**DATA FOR THIS EXERCISE:**
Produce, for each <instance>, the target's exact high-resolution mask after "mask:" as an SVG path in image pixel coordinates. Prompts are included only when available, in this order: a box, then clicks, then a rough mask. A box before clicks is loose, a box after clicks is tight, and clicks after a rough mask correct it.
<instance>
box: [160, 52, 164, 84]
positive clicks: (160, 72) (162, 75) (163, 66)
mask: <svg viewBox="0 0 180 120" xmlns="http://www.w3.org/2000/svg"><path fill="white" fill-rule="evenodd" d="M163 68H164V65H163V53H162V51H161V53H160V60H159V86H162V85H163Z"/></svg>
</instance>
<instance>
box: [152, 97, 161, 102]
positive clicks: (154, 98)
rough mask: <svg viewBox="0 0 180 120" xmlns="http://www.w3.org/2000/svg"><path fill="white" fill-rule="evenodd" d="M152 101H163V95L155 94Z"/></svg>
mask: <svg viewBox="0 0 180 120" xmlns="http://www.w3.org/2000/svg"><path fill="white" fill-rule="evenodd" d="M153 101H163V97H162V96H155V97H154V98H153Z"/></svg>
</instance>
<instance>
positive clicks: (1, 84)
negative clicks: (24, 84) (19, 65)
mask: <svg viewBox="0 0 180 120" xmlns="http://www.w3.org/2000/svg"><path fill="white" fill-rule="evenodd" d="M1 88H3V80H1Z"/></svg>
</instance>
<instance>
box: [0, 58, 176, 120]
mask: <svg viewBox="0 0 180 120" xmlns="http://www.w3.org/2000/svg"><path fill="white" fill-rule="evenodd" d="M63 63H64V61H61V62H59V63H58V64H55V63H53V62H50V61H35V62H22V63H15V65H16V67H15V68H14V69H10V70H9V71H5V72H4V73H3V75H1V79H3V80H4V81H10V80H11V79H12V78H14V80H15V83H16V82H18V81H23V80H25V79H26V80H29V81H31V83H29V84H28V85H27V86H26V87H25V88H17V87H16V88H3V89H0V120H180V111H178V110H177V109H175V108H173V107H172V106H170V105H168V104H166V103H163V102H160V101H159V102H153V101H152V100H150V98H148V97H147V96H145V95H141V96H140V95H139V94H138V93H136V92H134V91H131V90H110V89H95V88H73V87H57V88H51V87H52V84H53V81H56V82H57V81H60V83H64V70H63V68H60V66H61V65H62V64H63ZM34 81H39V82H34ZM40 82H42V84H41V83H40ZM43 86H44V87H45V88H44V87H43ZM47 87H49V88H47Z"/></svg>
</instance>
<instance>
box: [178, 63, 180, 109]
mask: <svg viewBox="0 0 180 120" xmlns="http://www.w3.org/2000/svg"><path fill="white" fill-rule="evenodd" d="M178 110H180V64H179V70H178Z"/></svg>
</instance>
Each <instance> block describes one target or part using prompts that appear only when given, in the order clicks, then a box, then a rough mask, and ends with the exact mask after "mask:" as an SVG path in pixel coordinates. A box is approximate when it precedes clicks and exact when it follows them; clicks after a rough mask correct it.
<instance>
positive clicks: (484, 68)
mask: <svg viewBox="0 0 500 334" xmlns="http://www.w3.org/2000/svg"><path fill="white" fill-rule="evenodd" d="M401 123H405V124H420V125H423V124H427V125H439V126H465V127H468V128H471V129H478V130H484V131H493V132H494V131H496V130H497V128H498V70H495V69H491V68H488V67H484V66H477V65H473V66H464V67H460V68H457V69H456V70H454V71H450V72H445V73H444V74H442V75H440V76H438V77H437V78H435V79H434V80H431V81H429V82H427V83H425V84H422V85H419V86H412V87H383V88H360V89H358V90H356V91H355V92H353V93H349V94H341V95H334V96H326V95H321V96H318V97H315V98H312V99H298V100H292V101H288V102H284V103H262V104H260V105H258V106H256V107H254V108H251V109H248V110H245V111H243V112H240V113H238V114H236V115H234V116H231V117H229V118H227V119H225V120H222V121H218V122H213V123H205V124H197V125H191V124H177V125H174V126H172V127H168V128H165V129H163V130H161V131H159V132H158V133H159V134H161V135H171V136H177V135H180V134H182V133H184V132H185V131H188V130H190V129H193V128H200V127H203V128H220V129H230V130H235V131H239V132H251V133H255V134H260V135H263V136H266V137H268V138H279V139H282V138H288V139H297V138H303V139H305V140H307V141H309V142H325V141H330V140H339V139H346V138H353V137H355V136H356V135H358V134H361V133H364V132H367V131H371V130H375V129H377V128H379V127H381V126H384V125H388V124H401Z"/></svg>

**ACTION ITEM:** Take every line from the data that contains the word "target".

**OUTPUT BELOW:**
Produce, for each <instance>, the target's exact high-resolution mask after "mask:" as an SVG path in image pixel coordinates. Prompts are included only when available, in this order: a box, then clicks, then a rough mask. A box before clicks is loose, a box after clicks is tight, and clicks after a rough mask correct it.
Each <instance> block describes one target or part using prompts that appear only when given, in the order clicks, then a box, then a rough mask, and ends with the exact mask after "mask:" as an SVG path in pixel coordinates. A box is approximate when it precedes clicks and exact when it follows them; clicks after a rough mask correct it.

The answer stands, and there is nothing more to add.